Task objective: Exactly reproduce each entry, leaving out nothing.
════
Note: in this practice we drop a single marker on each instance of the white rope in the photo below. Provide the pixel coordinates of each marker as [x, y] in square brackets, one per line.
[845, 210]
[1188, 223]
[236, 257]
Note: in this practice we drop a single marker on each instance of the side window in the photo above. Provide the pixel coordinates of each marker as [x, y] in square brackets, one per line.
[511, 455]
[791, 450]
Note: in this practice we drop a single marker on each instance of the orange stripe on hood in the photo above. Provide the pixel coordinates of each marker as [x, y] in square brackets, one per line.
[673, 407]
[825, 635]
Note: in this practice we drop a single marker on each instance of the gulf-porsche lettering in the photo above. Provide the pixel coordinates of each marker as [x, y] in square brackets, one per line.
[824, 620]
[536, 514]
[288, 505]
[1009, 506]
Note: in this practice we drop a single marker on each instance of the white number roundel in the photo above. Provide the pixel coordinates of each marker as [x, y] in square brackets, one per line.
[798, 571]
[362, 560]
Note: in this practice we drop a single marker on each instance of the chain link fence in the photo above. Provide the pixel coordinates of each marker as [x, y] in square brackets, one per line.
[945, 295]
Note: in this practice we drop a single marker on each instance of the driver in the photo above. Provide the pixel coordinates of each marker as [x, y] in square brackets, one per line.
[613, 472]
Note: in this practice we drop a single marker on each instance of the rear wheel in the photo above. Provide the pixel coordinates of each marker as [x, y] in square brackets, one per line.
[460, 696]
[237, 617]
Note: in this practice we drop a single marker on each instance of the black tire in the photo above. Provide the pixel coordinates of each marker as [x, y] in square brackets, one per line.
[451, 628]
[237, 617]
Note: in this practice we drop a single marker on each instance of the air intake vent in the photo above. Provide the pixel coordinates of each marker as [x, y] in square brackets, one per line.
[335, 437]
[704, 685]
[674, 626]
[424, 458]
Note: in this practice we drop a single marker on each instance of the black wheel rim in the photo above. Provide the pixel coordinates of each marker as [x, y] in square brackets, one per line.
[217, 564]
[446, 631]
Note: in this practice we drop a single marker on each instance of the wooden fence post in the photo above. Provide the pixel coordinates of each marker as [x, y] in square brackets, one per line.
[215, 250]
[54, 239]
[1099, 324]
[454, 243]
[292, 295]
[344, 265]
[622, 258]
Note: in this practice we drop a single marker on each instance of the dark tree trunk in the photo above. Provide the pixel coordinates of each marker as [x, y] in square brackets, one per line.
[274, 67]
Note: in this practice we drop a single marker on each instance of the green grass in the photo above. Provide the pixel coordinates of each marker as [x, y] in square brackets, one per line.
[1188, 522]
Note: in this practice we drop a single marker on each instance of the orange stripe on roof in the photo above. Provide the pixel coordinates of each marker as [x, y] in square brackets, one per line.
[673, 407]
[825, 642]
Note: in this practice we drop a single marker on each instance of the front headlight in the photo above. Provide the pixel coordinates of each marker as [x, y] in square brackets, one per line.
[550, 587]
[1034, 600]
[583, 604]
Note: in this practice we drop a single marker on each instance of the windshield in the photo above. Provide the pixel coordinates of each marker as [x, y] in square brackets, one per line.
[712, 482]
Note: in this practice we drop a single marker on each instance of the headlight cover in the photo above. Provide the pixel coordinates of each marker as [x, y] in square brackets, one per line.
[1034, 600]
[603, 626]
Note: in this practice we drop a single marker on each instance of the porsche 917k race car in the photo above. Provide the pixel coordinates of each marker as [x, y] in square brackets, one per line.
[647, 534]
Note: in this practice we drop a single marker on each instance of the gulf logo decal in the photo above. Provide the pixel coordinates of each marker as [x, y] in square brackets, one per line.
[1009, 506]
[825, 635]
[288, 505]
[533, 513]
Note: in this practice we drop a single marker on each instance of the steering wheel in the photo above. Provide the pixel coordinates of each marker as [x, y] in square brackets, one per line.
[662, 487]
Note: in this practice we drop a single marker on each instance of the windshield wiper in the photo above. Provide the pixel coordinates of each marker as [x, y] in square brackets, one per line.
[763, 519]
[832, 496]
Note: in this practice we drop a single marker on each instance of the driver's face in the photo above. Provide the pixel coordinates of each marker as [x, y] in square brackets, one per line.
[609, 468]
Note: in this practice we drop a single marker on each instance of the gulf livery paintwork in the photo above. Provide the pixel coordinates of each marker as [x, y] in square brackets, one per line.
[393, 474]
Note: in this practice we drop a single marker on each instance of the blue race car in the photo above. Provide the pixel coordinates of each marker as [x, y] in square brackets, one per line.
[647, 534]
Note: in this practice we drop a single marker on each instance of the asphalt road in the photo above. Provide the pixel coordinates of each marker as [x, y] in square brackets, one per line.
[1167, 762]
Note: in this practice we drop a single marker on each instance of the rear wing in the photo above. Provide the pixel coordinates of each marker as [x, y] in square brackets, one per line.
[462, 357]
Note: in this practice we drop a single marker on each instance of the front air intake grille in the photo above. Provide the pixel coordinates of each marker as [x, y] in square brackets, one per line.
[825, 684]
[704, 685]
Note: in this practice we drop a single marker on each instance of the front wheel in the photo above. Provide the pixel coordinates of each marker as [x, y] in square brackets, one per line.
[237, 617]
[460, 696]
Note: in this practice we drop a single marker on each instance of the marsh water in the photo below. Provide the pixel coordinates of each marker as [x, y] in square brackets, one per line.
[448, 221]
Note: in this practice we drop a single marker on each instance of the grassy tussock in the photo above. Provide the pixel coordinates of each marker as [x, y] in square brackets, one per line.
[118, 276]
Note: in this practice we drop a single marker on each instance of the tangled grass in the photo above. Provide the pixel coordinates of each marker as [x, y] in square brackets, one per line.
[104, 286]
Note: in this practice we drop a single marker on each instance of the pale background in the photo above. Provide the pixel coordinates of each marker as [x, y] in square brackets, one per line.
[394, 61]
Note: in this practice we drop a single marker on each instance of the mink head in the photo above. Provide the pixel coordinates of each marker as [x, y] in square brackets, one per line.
════
Answer area:
Note: in this practice we drop a single marker on each instance of the white rope in the photo below. Provide the pixel coordinates of each marker as [x, y] in square brackets, one per line.
[845, 210]
[1188, 223]
[236, 257]
Note: in this practice we drop a single marker on each instance of the side window in the photo above. Provide the pixel coordinates of each marker as [x, y] in square brackets, one per line.
[511, 455]
[791, 450]
Note: in this practice we drop a single marker on each instance of the orange stripe on hood in the photo above. Provide the pixel coordinates of each marker as [x, y] in square brackets, one per line.
[673, 407]
[825, 635]
Note: in this practice we drop a single marker on each instance of the gulf-porsche lettering in the photo above. Provide the pixel coordinates of each marker as [x, y] in square brackets, one per line.
[824, 620]
[536, 514]
[288, 505]
[1009, 506]
Note: in this practice we drop a single marker on each instance of the white number roundel in the photo above. Provide the pixel coordinates of each marker as [x, y] in square brackets, one per line.
[798, 571]
[362, 560]
Note: in this practice we drop a single marker on each instance of the chain link fence in the photo above. Provide the pixel coordinates of each marker as [x, y] in square brackets, one per line.
[945, 295]
Note: in this practice we drop a single marker on each instance of the driver in the photo above. Provide the pixel coordinates of each marker as [x, y] in square brackets, one per line.
[613, 472]
Note: in this practice we drop a single marker on each instance of the rear wheel in the photo above. Provide the pixel coordinates of each marker as [x, y] in square brackets, one per line.
[460, 696]
[237, 617]
Note: in this practice we drop a single marker on each instance of the black tire in the photo above. Provide the pixel coordinates of each marker as [x, y] in square brackets, one per line.
[451, 628]
[237, 617]
Note: in this practice we drop a single marker on each instance of the air intake vent in the photo above. Provide the pixel coordinates of each marker as [x, y] in square brackets, one per line.
[335, 437]
[704, 685]
[674, 626]
[424, 458]
Note: in this practice we drop a single marker on each instance of the black wheel rim in the photo above. Provide the pixel coordinates of each marker as [x, y] in square brackets, one per line.
[217, 564]
[446, 631]
Note: in this practice we drop a single marker on each instance of the wooden fence post in the photo above. Provide the pixel coordinates of each marker as [x, y] in square brackets, one per line.
[215, 250]
[54, 239]
[1099, 324]
[454, 243]
[292, 295]
[344, 265]
[622, 258]
Note: in this practice we drop a single marker on each instance of the dark tree trunk in the photo above. Provide the pixel coordinates of each marker as [x, y] in square brackets, one per line.
[274, 67]
Note: in this practice we drop a single marker on each instance of the green grass in the photo above. Provide the pixel coordinates of each marker as [x, y] in square brackets, one per line.
[1188, 522]
Note: in this practice we drop a single marker on each instance of the orange stripe on roof in the photo above. Provide the pixel coordinates of each marker as [x, y] in square brackets, one per line.
[673, 407]
[825, 642]
Note: in this practice we drop a single marker on each instance of the front headlight in the photo above. Provide the pixel coordinates of each marker as [x, y] in square brackets, one per line.
[550, 587]
[1034, 600]
[583, 604]
Note: in this practice we drop a single marker on each instance of the windshield in the photo above. Provide the pixel coordinates of each marker as [x, y] in square brackets, one per line.
[712, 482]
Note: in this practice we drop a single marker on each instance of the headlight cover in the photo above. Provide the pixel coordinates of each marker as [x, y] in square brackets, one per line.
[1034, 600]
[603, 626]
Note: in this practice we drop a single marker on each instance of the porsche 917k race car in the photo above. Provide the pixel coordinates of each marker as [x, y] in square brackets, one per line.
[647, 534]
Note: in this practice we drop a single marker on each instance of the gulf logo decal in the photo above. Provide the pixel coordinates of each marker as [x, y] in square brackets, one per line.
[1009, 506]
[825, 635]
[288, 505]
[533, 513]
Note: in this practice we drop a single marker on each instance of the steering wheel in the photo above. Provide the pixel coordinates of each marker as [x, y] in square brackets, one per line.
[662, 487]
Note: in this practice we drop a single marker on each instance of the windshield wiper in the photo above. Provide the pixel coordinates of each marker as [x, y] in square brackets, one per line.
[763, 519]
[832, 496]
Note: in this practice we drop a single marker on each instance of the driver's face in the photo above. Provide the pixel coordinates of each marker as [x, y] in square brackets, one per line.
[609, 468]
Note: in this practice we drop a single marker on each instance of the gulf livery paintwork in the photo above. Provide the pixel coordinates of each marker as [x, y] in square brackets, one per line.
[393, 474]
Note: in this practice we drop a single marker on each instance of the blue race car in the photo above. Provide the pixel coordinates of each marker as [x, y] in square brackets, one per line.
[647, 534]
Note: in this practice we drop a single marker on each instance of the asphalt road in the photo above. Provide the pixel coordinates of each marker as [x, y] in square brackets, one per line.
[1167, 762]
Note: in this practice we drop a single marker on each instance of the rear wing in the photo above. Provide the pixel coordinates of each marker as [x, y] in square brackets, one per line.
[462, 357]
Note: in this practice we drop a single marker on each instance of the front air intake grille in the photo above. Provide the pixel coordinates of each marker as [x, y] in square brackets, one per line.
[825, 684]
[704, 685]
Note: in this practice we drop a single marker on each instance of the front wheel in the photo above. Provide the pixel coordinates of each marker as [x, y] in square brackets, one per line.
[237, 617]
[460, 696]
Note: in this practice we drop a single marker on each instance of the marsh water in the photo below. Provide the pixel coordinates of each marker as [x, y] in square brackets, one per line.
[448, 221]
Note: in this practice we drop a single marker on each instance of the grassy tussock in the photo above. Provide the pixel coordinates of each marker as [x, y] in square brackets, one per line.
[118, 276]
Note: in this practice we drop a single marker on each instance of the tangled grass in the photo above. Provide the pixel coordinates of each marker as [x, y] in square brackets, one per line.
[104, 286]
Note: in this practice we drop a single marker on each instance of the pale background in the photo above. Provide the pixel coordinates of each marker as [x, y] in square brackets, one per line.
[394, 61]
Note: in this practice we drop a single marker on each instance of the mink head in the photo above. Provide the pixel coordinates of each marker as [x, y] in square brackets, one per line.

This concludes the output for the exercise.